练习要求:
输出员工表与部门表联合查询一文中从“insert into dept(id,name) values('1','dev');”开始、一直到“场market四个部的员工。”为止的部分，一字不改。

阅读文本:

==============================

从员工表和部门表联合查询的不同方式看CBO对不同SQL的优化

名词解释：

CBO Cost-Based Optimization 基于代价的优化器

往下进入正题：

有一张员工表这样设计：

create table emp(
id int,
name nvarchar2(20),
deptid int,
primary key(id));

可以这样给它塞入三十万条记录：

insert into emp
select rownum,
dbms_random.string('*',dbms_random.value(6,20)),
dbms_random.value(1,10)
from dual
connect by level<300001;

还有一张部门表这样设计：

create table dept(
id int,
name nvarchar2(20),
primary key(id));

这回选择逐条插值：

insert into dept(id,name) values('1','dev');
insert into dept(id,name) values('2','prod');
insert into dept(id,name) values('3','sales');
insert into dept(id,name) values('4','postsales');
insert into dept(id,name) values('5','market');
insert into dept(id,name) values('6','lab');
insert into dept(id,name) values('7','research');
insert into dept(id,name) values('8','adv');
insert into dept(id,name) values('9','hr');
insert into dept(id,name) values('10','mng');

需求出来了，要找员工名以AK打头，属于生产prod、销售sales、售后postsales和市场market四个部的员工。

==============================

(带标注对象的指向条目)

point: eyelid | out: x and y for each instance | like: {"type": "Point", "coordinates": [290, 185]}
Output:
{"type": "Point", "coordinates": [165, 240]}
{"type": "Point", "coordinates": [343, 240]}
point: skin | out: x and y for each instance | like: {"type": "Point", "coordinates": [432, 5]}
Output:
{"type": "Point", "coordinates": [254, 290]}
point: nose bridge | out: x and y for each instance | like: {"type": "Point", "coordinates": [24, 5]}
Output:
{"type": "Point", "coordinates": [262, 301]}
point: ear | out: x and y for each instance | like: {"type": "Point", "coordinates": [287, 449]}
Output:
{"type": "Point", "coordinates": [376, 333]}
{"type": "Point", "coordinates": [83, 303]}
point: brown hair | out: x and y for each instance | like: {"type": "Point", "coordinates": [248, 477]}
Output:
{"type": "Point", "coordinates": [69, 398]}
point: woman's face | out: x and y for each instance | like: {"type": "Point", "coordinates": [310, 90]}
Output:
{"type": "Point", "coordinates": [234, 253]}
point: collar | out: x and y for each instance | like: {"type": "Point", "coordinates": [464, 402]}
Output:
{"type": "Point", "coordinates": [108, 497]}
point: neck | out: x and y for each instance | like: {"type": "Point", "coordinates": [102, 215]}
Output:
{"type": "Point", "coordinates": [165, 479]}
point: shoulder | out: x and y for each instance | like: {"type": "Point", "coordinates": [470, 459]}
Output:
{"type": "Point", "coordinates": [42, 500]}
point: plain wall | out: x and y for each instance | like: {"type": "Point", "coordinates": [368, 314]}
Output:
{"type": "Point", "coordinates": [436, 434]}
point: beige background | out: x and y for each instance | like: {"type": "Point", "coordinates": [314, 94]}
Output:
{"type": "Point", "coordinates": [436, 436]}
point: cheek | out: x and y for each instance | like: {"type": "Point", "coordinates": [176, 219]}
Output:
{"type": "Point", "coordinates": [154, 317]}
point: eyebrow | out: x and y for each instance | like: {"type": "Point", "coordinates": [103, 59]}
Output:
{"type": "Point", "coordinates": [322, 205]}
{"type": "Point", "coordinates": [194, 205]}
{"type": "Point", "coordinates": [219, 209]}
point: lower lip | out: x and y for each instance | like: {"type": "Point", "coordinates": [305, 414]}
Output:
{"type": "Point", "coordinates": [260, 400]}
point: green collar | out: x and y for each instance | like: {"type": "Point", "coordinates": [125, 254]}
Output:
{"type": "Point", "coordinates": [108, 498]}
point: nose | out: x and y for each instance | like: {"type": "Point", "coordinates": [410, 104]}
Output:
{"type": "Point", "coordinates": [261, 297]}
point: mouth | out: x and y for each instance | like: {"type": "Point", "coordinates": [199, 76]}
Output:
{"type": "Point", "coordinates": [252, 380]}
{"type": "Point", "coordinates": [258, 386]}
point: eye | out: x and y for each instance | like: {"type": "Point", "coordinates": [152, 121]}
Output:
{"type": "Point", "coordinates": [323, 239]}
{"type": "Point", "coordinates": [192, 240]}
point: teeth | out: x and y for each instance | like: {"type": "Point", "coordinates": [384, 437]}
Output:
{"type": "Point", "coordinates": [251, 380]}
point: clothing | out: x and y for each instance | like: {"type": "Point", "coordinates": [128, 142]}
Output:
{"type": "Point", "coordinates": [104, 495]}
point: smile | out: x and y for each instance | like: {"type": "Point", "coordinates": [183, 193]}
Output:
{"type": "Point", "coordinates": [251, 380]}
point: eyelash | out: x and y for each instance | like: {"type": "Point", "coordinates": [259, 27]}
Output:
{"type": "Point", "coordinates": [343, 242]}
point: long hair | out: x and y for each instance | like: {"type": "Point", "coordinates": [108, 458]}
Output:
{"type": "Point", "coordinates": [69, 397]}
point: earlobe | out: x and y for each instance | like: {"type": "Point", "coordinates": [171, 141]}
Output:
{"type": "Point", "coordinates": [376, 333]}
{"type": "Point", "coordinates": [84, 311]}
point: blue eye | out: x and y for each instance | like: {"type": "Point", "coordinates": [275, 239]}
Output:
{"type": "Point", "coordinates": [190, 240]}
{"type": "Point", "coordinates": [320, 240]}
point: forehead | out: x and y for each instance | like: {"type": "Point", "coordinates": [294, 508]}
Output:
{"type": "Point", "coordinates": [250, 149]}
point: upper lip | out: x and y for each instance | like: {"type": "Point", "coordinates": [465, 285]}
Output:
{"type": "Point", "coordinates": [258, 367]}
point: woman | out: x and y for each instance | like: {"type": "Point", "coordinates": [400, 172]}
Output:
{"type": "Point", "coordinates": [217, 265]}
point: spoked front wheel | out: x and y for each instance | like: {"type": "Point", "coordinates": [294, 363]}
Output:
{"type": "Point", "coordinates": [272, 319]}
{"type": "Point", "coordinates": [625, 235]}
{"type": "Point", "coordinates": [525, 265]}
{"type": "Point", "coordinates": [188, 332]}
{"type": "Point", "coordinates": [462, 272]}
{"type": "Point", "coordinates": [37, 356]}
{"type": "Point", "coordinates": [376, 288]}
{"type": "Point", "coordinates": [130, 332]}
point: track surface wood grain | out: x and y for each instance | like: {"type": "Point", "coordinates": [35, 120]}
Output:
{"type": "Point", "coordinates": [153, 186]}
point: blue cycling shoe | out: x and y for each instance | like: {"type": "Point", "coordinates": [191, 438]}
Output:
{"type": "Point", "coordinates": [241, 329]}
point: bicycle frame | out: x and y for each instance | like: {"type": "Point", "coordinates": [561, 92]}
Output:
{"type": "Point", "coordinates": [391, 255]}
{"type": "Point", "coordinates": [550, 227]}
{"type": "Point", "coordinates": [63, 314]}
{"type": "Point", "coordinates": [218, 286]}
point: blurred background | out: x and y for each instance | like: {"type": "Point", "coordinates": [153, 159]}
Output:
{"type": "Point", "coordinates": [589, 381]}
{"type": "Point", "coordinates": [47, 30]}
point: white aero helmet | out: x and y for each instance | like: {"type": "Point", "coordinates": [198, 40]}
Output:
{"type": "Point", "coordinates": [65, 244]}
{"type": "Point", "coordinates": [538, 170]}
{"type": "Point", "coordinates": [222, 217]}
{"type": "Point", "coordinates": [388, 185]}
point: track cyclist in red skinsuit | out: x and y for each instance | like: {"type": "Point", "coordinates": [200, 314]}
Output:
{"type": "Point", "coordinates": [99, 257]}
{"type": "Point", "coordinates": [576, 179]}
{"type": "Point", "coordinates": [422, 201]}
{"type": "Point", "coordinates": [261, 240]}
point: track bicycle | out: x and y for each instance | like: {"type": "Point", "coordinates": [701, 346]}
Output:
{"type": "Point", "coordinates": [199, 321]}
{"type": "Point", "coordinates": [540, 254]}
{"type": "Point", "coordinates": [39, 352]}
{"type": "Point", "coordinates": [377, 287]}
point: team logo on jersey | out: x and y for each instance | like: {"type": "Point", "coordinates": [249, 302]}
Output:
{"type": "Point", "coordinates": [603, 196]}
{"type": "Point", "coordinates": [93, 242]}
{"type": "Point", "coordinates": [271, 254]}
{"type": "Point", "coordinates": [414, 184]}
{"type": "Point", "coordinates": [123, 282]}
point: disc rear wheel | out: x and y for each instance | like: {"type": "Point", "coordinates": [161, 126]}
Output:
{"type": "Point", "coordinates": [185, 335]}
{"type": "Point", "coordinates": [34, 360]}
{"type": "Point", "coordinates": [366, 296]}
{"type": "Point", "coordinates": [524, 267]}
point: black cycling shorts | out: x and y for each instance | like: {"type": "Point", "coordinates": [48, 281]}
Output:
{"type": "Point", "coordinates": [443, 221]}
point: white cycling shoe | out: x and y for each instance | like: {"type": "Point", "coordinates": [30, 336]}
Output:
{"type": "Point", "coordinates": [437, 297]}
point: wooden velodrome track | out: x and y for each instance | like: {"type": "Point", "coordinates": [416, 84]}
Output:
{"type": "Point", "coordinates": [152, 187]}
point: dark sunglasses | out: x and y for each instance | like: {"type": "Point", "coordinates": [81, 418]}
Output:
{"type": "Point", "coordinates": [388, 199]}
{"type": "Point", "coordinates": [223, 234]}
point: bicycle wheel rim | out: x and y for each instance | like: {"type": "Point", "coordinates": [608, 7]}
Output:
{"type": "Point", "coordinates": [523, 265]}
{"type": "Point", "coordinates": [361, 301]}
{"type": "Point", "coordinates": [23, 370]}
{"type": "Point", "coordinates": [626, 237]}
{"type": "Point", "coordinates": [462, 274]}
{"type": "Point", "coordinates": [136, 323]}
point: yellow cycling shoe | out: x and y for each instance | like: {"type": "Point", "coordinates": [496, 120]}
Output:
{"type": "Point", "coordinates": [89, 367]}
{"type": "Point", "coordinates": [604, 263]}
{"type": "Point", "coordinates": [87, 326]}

==============================

本题结果:
insert into dept(id,name) values('1','dev');
insert into dept(id,name) values('2','prod');
insert into dept(id,name) values('3','sales');
insert into dept(id,name) values('4','postsales');
insert into dept(id,name) values('5','market');
insert into dept(id,name) values('6','lab');
insert into dept(id,name) values('7','research');
insert into dept(id,name) values('8','adv');
insert into dept(id,name) values('9','hr');
insert into dept(id,name) values('10','mng');

需求出来了，要找员工名以AK打头，属于生产prod、销售sales、售后postsales和市场market四个部的员工。